Exercise inputs:

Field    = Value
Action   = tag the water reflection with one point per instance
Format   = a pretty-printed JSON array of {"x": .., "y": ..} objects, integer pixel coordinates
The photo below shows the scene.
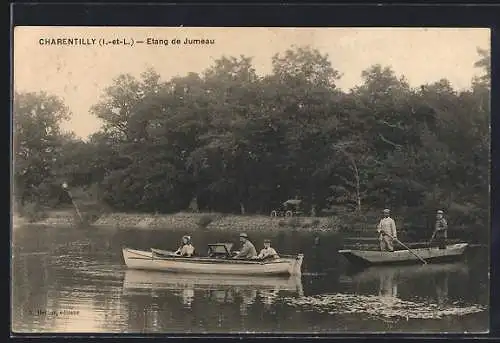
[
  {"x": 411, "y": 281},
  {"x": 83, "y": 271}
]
...
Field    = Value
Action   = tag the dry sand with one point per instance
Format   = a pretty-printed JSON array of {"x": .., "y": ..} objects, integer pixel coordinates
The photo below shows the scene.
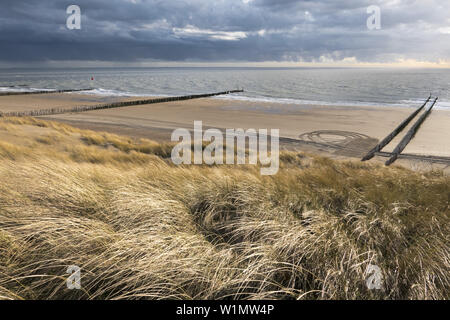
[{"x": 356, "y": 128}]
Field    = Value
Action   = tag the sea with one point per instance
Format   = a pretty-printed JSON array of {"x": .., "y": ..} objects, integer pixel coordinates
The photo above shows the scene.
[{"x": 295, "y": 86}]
...
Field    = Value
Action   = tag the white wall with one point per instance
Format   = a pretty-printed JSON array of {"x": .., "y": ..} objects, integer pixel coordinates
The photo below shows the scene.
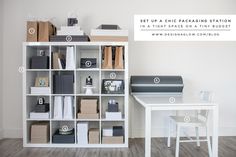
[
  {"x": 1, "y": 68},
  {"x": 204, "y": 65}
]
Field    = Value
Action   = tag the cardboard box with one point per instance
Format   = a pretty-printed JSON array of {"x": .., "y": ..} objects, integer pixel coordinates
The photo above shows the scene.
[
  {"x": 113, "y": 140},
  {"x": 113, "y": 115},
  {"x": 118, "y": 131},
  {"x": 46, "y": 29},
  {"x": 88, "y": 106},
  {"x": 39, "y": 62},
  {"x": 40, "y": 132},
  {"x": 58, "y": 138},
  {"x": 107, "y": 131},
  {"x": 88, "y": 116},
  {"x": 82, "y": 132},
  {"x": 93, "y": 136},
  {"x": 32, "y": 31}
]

What is expected:
Among the records, find every line holding the word "with" and copy it.

Exercise result:
Action   = tag the water reflection with one point per instance
Action   = tag the dry sand with one point per instance
Action   = tag the sea with one point per instance
Action   = tag the white wall with one point per instance
Action   = tag the cardboard box with one point per instance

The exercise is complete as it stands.